Data supplied:
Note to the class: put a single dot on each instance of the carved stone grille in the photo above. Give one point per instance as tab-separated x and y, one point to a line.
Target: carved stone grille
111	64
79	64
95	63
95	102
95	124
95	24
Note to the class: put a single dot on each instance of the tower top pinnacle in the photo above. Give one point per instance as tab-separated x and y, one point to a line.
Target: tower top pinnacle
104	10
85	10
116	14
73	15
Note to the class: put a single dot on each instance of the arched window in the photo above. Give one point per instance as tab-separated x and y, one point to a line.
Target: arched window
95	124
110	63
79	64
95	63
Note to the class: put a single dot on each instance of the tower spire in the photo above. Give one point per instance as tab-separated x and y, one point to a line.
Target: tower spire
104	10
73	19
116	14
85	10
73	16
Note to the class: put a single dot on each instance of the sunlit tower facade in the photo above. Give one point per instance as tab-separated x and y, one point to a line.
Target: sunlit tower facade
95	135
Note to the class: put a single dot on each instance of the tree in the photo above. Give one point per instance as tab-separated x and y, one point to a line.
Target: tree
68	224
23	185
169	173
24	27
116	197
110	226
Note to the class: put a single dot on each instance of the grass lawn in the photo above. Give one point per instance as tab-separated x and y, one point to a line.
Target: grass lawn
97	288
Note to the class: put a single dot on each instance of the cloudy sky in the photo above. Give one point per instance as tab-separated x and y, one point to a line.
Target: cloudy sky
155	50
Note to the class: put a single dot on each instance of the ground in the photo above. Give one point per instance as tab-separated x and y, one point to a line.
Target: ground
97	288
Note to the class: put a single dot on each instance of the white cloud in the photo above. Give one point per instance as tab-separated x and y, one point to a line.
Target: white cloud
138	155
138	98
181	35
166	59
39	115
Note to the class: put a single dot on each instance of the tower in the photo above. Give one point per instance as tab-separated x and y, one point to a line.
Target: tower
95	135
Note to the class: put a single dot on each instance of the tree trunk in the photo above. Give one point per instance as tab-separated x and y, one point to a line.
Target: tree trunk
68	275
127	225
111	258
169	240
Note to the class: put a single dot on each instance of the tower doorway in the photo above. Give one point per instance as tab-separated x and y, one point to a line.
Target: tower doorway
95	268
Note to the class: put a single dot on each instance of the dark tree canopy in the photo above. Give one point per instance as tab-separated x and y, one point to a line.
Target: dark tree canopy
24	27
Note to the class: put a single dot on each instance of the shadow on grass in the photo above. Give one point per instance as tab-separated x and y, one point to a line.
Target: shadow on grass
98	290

The task:
Transfer every line of the data from the one containing "the tower in" through the end of the data, inclusive, requests included, and add 143 to each x and y coordinate in the answer points.

Correct output:
Note to the class: put a single dot on each instance of the tower in the photo above. Give one point per instance as tab-separated x and y, one point to a line.
Target: tower
238	278
Note to the class: put a single dot on each instance of the tree trunk in the photo above. Give one point per instance as tab-separated x and y, one point to a line.
Target: tree trunk
211	418
270	368
254	401
312	383
Note to the class: put a single dot on each instance of the tower doorway in the photo above. Give one point per instance as tab-separated x and y, one point to a line.
Target: tower doorway
238	411
Note to the class: put a single dot on each instance of the dark tree canopy in the photo above. Give one point per instance as tab-separated x and y, one point to a line.
Target: dark tree canopy
167	170
Note to the class: put a single dot on each instance of the shadow on grass in the photo above. Give one point per instance as tab-separated x and y, one point to a line.
Target: shadow on grass
241	433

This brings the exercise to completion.